▶ **EXTRAIT DU TEXTE**:
┌──

Ill. 5: Reconstitution de l’extension du glacier du Rhône à l’ère glaciaire proposée par Charpentier en 1841. La surface en bleu représente la région couverte par le glacier.

L’ESSAI SUR LES GLACIERS ET LA FIN D’UNE AMITIÉ

Alors qu’Agassiz et Schimper s’appuyaient sur les observations de Charpentier pour étayer leur propre théorie, le Genevois Jean-André Deluc (1763-1847) fera, quant à lui, une critique véhémente de sa théorie des glaciations au cours de la même assemblée générale.40 Ainsi que Charpentier le déclare lui-même, cette situation l’incitera à exposer de manière plus précise sa théorie glaciaire dans un livre dont il commencera la rédaction à l’automne 1839.41 A ce moment-là, les choses semblaient évoluer en sa faveur. Ses articles sur l’existence d’un gigantesque glacier alpin avaient suscité un écho international, et il put concilier ses propres réflexions avec les théories du soulèvement des montagnes qui dominaient alors. De plus, deux chercheurs n’appartenant pas au secteur des sciences de la Terre – Schimper et Agassiz – avaient repris sa théorie, même si leur interprétation était un peu particulière. Toutefois, cette situation réjouissante ne devait pas durer.

Entre-temps, Louis Agassiz avait entrepris ses propres recherches et commencé à présenter également sa théorie des glaciations dans un livre qui paraîtra à l’automne 1840. Dans cet ouvrage rédigé à la hâte, il néglige de parler, comme il l’admettra lui-même, de l’apport de Schimper à la théorie des glaciations. Il devancera de quelques mois Charpentier qui travaillait encore à son livre, ce qui lui permettra de s’attribuer le mérite d’avoir publié le premier essai sur ce thème. En formulant la théorie des glaciations comme un phénomène global et en la resituant dans le contexte de ses considérations scientifiques, il lui imprimera sa propre empreinte.

Jean de Charpentier en ressentira de l’amertume. Il s’était apparemment attendu à ce que le jeune professeur lui laisse la priorité. N’était-ce pas lui qui avait initié Agassiz à la recherche sur les glaciers et les glaciations? Finalement, son Essai sur les glaciers et sur le terrain erratique du bassin du Rhône paraîtra en 1841. Il se concentre sur la question de l’origine des blocs erratiques, les mettant en relation avec les régions formées par l’érosion glaciaire et les moraines, qu’il désignait en employant le terme générique de terrain erratique. Dans son ouvrage, il contredit systématiquement les suppositions ou objections des représentants des différentes théories des coulées de boue et d’éboulis. Il réfute également la thèse d’Agassiz et de Schimper, selon laquelle les Alpes seraient nées après la formation d’une calotte polaire. Charpentier démontre que la répartition des blocs erratiques suit le cours des grandes vallées alpines. Cela ne serait pas le cas si les Alpes naissantes avaient dû, à l’instar du pissenlit qui perce l’asphalte, d’abord percer une calotte polaire existante. Il cite en outre ses prédécesseurs, l’Ecossais John Playfair (1748-1819) ainsi que Johann Wolfgang von Goethe (1781-1832), qui, avant lui, avaient fait la relation entre le transport des blocs erratiques et la glace. Apparemment, Charpentier ne connaissait pas Jens Esmark (1763-1839). Le géologue dano-norvégien avait déjà publié en 1824 une théorie des glaciations qui partait du principe de plusieurs phases de refroidissement global, avec à chaque fois une croissance massive des glaciers et des champs de glace, causée par les fluctuations de l’orbite terrestre.42


Ill. 6: Jean de Charpentier vers la fin de sa vie. Lithographie.

└──

▶ **LISTING À TRAITER**:
┌──

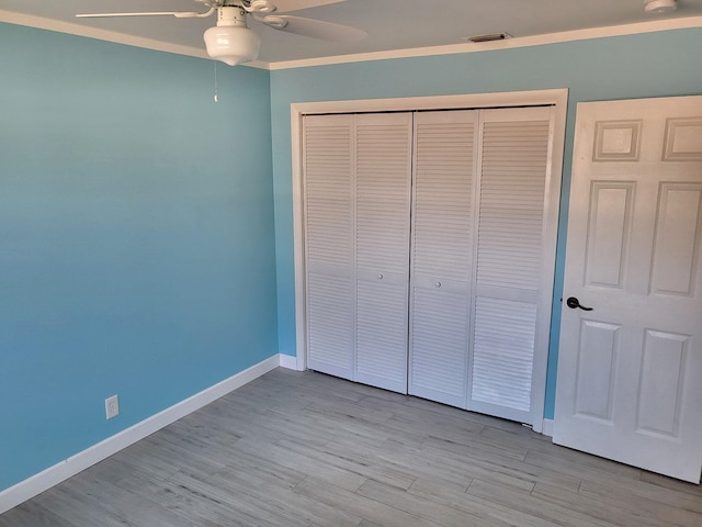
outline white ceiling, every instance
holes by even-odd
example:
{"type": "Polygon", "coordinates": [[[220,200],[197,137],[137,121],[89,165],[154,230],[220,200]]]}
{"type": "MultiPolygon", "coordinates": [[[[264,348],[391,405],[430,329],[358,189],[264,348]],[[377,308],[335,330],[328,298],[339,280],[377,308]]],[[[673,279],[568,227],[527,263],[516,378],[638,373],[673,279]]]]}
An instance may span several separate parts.
{"type": "MultiPolygon", "coordinates": [[[[275,3],[275,0],[272,2],[275,3]]],[[[86,12],[197,11],[202,10],[200,8],[201,4],[193,0],[0,0],[0,11],[4,14],[20,13],[150,38],[169,45],[185,46],[196,51],[195,54],[202,52],[204,55],[202,34],[207,27],[215,25],[214,16],[75,18],[76,13],[86,12]]],[[[702,0],[678,0],[677,11],[664,15],[645,14],[644,0],[346,0],[292,14],[353,25],[369,34],[361,42],[339,44],[291,35],[260,23],[251,23],[251,29],[259,32],[263,41],[260,61],[281,63],[443,46],[461,44],[469,35],[488,33],[507,32],[514,37],[523,37],[660,19],[700,16],[702,0]]],[[[66,27],[64,24],[64,31],[66,27]]],[[[129,42],[128,38],[125,42],[129,42]]]]}

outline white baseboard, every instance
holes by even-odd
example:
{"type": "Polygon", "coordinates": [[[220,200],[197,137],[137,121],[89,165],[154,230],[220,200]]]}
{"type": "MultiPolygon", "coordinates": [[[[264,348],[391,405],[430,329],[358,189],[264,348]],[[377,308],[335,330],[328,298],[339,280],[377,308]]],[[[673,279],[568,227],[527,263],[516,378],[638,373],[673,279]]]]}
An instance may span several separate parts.
{"type": "Polygon", "coordinates": [[[544,436],[553,437],[553,419],[544,419],[544,426],[541,433],[544,436]]]}
{"type": "Polygon", "coordinates": [[[279,357],[281,358],[281,368],[287,368],[288,370],[297,369],[297,357],[283,354],[281,354],[279,357]]]}
{"type": "MultiPolygon", "coordinates": [[[[173,406],[166,408],[158,414],[152,415],[107,439],[93,445],[86,450],[78,452],[76,456],[49,467],[48,469],[27,478],[20,483],[0,492],[0,514],[9,511],[21,503],[41,494],[42,492],[57,485],[64,480],[76,475],[89,467],[109,458],[120,450],[133,445],[145,437],[160,430],[165,426],[206,406],[217,399],[233,392],[237,388],[251,382],[264,373],[282,366],[290,368],[290,363],[296,363],[295,357],[287,355],[274,355],[258,365],[237,373],[236,375],[225,379],[224,381],[203,390],[195,395],[188,397],[173,406]]],[[[293,367],[294,368],[294,367],[293,367]]]]}

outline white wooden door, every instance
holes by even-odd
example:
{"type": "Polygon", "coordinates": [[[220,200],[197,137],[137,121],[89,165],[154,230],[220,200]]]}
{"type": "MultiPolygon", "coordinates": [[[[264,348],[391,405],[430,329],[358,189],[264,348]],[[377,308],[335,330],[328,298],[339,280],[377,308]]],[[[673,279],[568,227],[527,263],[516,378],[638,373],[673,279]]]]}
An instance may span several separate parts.
{"type": "Polygon", "coordinates": [[[412,114],[354,120],[354,380],[407,393],[412,114]]]}
{"type": "Polygon", "coordinates": [[[307,360],[354,371],[353,115],[308,115],[303,127],[307,360]]]}
{"type": "Polygon", "coordinates": [[[409,393],[464,408],[478,112],[415,116],[409,393]]]}
{"type": "Polygon", "coordinates": [[[578,104],[573,170],[554,441],[699,483],[702,97],[578,104]]]}
{"type": "MultiPolygon", "coordinates": [[[[536,425],[555,251],[553,108],[480,114],[467,408],[536,425]]],[[[557,183],[557,181],[555,182],[557,183]]]]}
{"type": "Polygon", "coordinates": [[[310,369],[407,393],[411,113],[305,116],[310,369]]]}

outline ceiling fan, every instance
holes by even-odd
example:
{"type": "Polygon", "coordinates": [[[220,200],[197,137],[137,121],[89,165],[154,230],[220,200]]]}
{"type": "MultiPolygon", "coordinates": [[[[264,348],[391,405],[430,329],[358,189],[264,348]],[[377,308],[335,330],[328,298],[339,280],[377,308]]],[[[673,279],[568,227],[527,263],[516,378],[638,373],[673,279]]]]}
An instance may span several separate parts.
{"type": "Polygon", "coordinates": [[[248,26],[248,19],[261,22],[274,30],[310,36],[331,42],[356,42],[367,33],[358,27],[293,16],[287,13],[344,0],[194,0],[207,8],[196,11],[157,11],[140,13],[84,13],[79,19],[113,16],[162,16],[178,19],[206,18],[217,12],[217,25],[205,31],[207,55],[229,66],[256,60],[261,47],[261,37],[248,26]],[[274,2],[274,3],[273,3],[274,2]],[[271,14],[274,13],[274,14],[271,14]]]}

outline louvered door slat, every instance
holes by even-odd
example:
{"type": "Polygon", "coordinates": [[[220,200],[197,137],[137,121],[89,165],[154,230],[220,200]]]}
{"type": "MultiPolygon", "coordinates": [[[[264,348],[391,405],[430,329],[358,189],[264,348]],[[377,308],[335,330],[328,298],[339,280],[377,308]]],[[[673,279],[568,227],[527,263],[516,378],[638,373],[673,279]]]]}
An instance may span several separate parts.
{"type": "Polygon", "coordinates": [[[477,283],[541,285],[548,132],[547,117],[484,125],[477,283]]]}
{"type": "Polygon", "coordinates": [[[353,119],[307,116],[303,130],[308,367],[351,379],[353,119]]]}
{"type": "Polygon", "coordinates": [[[532,424],[551,111],[483,121],[468,407],[532,424]]]}
{"type": "Polygon", "coordinates": [[[409,393],[465,407],[477,112],[415,119],[409,393]]]}
{"type": "Polygon", "coordinates": [[[355,117],[355,380],[407,392],[411,114],[355,117]]]}

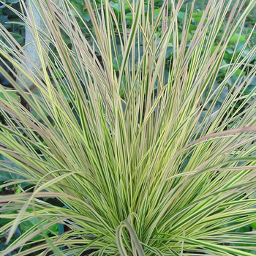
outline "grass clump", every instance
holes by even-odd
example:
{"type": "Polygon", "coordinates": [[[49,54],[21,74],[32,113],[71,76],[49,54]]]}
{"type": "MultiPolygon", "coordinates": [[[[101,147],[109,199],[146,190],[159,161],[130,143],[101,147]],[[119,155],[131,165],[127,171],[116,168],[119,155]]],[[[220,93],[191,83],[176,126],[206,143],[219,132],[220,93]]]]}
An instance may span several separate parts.
{"type": "Polygon", "coordinates": [[[255,5],[245,2],[209,0],[191,37],[193,4],[178,35],[183,1],[165,1],[154,15],[151,1],[120,0],[116,17],[109,1],[98,10],[86,0],[91,30],[68,1],[40,0],[48,34],[25,18],[21,1],[17,14],[34,34],[42,70],[26,68],[29,56],[1,26],[2,64],[37,89],[23,84],[23,91],[16,72],[0,68],[29,105],[1,86],[0,153],[12,163],[1,162],[1,170],[23,178],[12,184],[33,185],[1,197],[10,220],[0,228],[9,244],[2,255],[253,255],[255,231],[235,232],[256,221],[256,88],[243,94],[256,69],[256,47],[245,52],[249,37],[222,66],[255,5]],[[50,230],[57,223],[67,227],[61,234],[50,230]]]}

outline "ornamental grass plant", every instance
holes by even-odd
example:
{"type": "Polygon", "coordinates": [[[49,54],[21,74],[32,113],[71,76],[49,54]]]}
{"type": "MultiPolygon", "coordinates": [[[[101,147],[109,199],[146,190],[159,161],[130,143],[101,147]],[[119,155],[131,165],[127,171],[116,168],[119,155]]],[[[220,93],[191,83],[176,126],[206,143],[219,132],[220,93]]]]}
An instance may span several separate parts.
{"type": "Polygon", "coordinates": [[[0,72],[14,89],[1,85],[0,167],[20,177],[1,187],[31,184],[0,197],[1,255],[255,253],[255,231],[237,232],[256,222],[256,87],[244,93],[255,76],[256,46],[245,50],[253,31],[223,59],[256,1],[209,0],[191,38],[195,3],[181,24],[183,1],[157,13],[154,1],[120,0],[117,15],[108,0],[85,0],[89,26],[69,1],[37,0],[47,33],[23,0],[20,13],[10,7],[32,31],[42,69],[26,67],[33,60],[1,26],[10,73],[0,72]]]}

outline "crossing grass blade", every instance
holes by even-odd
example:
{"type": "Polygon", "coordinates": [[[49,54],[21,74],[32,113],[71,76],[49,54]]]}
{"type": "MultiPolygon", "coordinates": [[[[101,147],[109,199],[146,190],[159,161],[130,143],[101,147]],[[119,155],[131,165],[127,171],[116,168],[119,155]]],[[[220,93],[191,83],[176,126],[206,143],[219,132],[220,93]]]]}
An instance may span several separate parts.
{"type": "Polygon", "coordinates": [[[182,0],[85,0],[90,22],[70,1],[35,2],[48,33],[24,1],[10,9],[34,34],[37,75],[0,25],[0,72],[29,106],[0,85],[0,171],[25,178],[0,188],[31,184],[0,197],[1,255],[253,255],[255,231],[237,232],[256,222],[253,31],[223,60],[256,1],[209,0],[192,38],[182,0]]]}

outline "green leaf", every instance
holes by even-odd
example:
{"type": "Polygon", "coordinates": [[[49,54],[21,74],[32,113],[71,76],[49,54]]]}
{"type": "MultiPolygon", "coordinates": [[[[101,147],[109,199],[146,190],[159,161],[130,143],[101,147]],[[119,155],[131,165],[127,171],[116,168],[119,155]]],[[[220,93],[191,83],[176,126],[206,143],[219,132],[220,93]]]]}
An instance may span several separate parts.
{"type": "Polygon", "coordinates": [[[0,23],[4,25],[4,26],[6,29],[10,29],[11,27],[11,25],[9,23],[7,23],[7,22],[10,22],[10,20],[8,19],[8,16],[1,15],[0,16],[0,23]]]}
{"type": "MultiPolygon", "coordinates": [[[[15,92],[12,92],[10,91],[6,91],[5,93],[7,94],[9,97],[14,98],[17,101],[20,99],[20,97],[15,92]]],[[[4,94],[3,92],[1,92],[1,91],[0,91],[0,98],[7,100],[6,96],[4,94]]]]}
{"type": "Polygon", "coordinates": [[[230,39],[230,42],[238,42],[239,39],[239,42],[245,42],[246,38],[244,34],[241,34],[239,38],[239,34],[235,33],[230,39]]]}

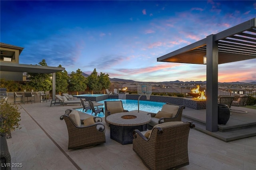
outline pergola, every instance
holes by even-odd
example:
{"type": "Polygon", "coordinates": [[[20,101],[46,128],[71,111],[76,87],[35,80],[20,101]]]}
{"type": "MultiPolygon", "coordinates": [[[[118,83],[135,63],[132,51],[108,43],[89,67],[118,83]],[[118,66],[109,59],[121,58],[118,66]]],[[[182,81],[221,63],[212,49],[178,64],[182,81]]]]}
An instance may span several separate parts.
{"type": "Polygon", "coordinates": [[[0,71],[35,73],[52,73],[52,99],[55,99],[56,72],[65,70],[63,67],[24,64],[11,62],[1,62],[0,71]]]}
{"type": "Polygon", "coordinates": [[[206,61],[206,130],[215,132],[218,64],[253,59],[256,59],[256,18],[158,57],[157,61],[204,64],[206,61]]]}

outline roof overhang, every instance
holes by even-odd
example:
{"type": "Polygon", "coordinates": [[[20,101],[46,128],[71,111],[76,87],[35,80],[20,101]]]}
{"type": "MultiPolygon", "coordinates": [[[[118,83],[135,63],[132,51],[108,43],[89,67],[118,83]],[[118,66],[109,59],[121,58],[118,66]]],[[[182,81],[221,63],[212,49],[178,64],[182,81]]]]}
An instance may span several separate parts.
{"type": "MultiPolygon", "coordinates": [[[[157,61],[204,64],[207,37],[158,57],[157,61]]],[[[214,35],[218,42],[218,64],[256,58],[256,18],[214,35]]]]}
{"type": "Polygon", "coordinates": [[[0,70],[14,72],[50,74],[65,70],[64,67],[24,64],[1,61],[0,70]]]}

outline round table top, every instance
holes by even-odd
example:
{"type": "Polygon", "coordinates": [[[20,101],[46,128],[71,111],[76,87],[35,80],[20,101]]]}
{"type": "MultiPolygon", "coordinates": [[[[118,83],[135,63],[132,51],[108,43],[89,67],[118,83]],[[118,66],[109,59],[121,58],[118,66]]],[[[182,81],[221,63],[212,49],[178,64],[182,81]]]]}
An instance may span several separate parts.
{"type": "Polygon", "coordinates": [[[142,125],[150,121],[150,115],[135,111],[117,113],[108,116],[107,121],[110,124],[121,126],[134,126],[142,125]],[[137,117],[132,119],[123,119],[122,117],[126,115],[132,115],[137,117]]]}

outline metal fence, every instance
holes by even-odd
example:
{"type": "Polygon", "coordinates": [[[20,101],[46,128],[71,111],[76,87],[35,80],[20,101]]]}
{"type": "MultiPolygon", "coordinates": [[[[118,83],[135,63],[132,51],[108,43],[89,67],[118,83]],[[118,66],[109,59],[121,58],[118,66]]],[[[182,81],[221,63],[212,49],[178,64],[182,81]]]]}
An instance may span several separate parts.
{"type": "MultiPolygon", "coordinates": [[[[205,91],[205,89],[202,90],[205,91]]],[[[136,93],[137,89],[135,88],[128,88],[128,91],[132,93],[136,93]]],[[[182,93],[184,96],[188,95],[188,93],[191,92],[191,88],[152,88],[152,93],[182,93]]],[[[256,90],[247,89],[223,89],[219,88],[218,90],[218,96],[236,96],[247,94],[254,97],[256,97],[256,90]]],[[[207,95],[207,94],[206,94],[207,95]]]]}

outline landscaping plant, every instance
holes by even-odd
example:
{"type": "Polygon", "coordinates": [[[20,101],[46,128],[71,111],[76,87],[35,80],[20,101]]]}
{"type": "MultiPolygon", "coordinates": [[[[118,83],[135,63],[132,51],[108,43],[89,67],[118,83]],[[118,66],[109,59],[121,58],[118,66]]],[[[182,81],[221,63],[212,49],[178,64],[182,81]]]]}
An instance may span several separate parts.
{"type": "Polygon", "coordinates": [[[17,106],[1,100],[0,104],[0,132],[5,134],[6,137],[10,137],[10,132],[16,129],[20,129],[19,121],[20,121],[20,113],[17,106]]]}

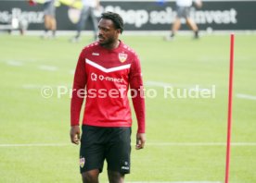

└──

▶ **PROBLÈMES À RÉSOUDRE**:
1. Transcrivez en liste JSON de chaînes la partie du listing qui s'ouvre sur la ligne contenant « outline landscaping plant, every instance » et se poursuit jusqu'à la fin du listing, à raison d'une chaîne par ligne et sans les lignes vides. Laissez les images hors de la réponse.
2. Rédigez la suite de l'extrait sur la théorie des glaciations, en reprenant après sa dernière phrase.
Le listing n'a aucun rapport avec l'extrait sur la théorie des glaciations.

▶ **LISTE DES RÉPONSES**:
1.
[
  "outline landscaping plant, every instance",
  "holes by even-odd",
  "example:",
  "{\"type\": \"Polygon\", \"coordinates\": [[[20,101],[46,128],[71,111],[76,87],[35,80],[20,101]]]}",
  "{\"type\": \"MultiPolygon\", \"coordinates\": [[[[118,83],[135,63],[132,51],[108,43],[89,67],[118,83]],[[118,66],[109,59],[121,58],[118,66]]],[[[182,81],[221,63],[212,49],[178,64],[182,81]]]]}",
  "An instance may span several separate parts.",
  "{\"type\": \"Polygon\", \"coordinates\": [[[17,106],[1,100],[0,104],[0,132],[5,134],[6,137],[10,137],[10,132],[16,129],[20,129],[19,121],[20,121],[20,113],[17,106]]]}"
]

2.
Malgré des observations minutieuses et des illustrations d’excellente qualité dues à un dessinateur de l’entourage de Charpentier, l’ouvrage ne connaîtra pas la même notoriété que celui d’Agassiz – ce n’était pas le premier sur le sujet. De plus, il paraît à Lausanne, ce qui allait être un obstacle pour sa diffusion internationale. Il est possible qu’un certain attachement au canton de Vaud ait joué un rôle dans le choix du lieu de publication, ainsi que celui de ses autres objets de recherche et ses publications le suggère. Le fait que Charpentier fit parvenir au gouvernement cantonal un exemplaire spécial avec une dédicace plaide en faveur de cette hypothèse.43 De plus, il n’était pas du genre à veiller à sa publicité au moyen de conférences et d’articles dans les journaux, comme son collègue plus jeune. L’aristocrate saxon n’avait, apparemment, aucune ambition sociale.44 Mais surtout, son activité de directeur des salines devait lui prendre la plupart de son temps.

 

Après la publication de son Essai, Charpentier continuera de s’engager dans la recherche sur les glaciations. En 1842, il publiera un essai sur l’applicabilité de «l’hypothèse de Venetz», ainsi qu’il la nommait, à l’Europe du Nord.45 Ce faisant, il intégrait désormais dans ses réflexions des régions situées hors de l’espace alpin et continuait de se rapprocher des idées proposées par Venetz. Lors d’un congrès à Milan en 1844, il contestera la thèse d’un géologue piémontais, selon laquelle les blocs erratiques des Pyrénées auraient été déposés par des raz-de-marée.46 En 1846 et 1847, Charpentier réfutera encore une fois cette hypothèse dans deux essais qu’il enverra à la Société géologique de France à Paris.47 Ensuite, il semble que, pour lui, la question de l’origine des blocs erratiques était résolue. Dans les années qui suivirent, il se consacrera à nouveau aux gastéropodes terrestres et d’eau douce.

CHARPENTIER, PIONNIER DE LA RECHERCHE SUR LES GLACIATIONS

Naturaliste et savant dont l’activité s’étend sur presque toute la première moitié du XIXe siècle, Jean de Charpentier eut, en outre, le mérite d’avoir dirigé avec succès une mine de sel, cultivé des intérêts scientifiques d’une grande diversité et entretenu des contacts avec des chercheurs du monde entier. La SHSN, dont il est l’un des cofondateurs, servira de plate-forme à cet homme très sociable et aimant voyager pour présenter ses observations et ses nouvelles théories et échanger ses idées avec d’autres naturalistes. Il utilisera également les Actes de la SHSN pour y publier les résultats de ses recherches. Et lorsqu’il souhaitait une diffusion internationale, il les faisait paraître dans d’autres revues scientifiques.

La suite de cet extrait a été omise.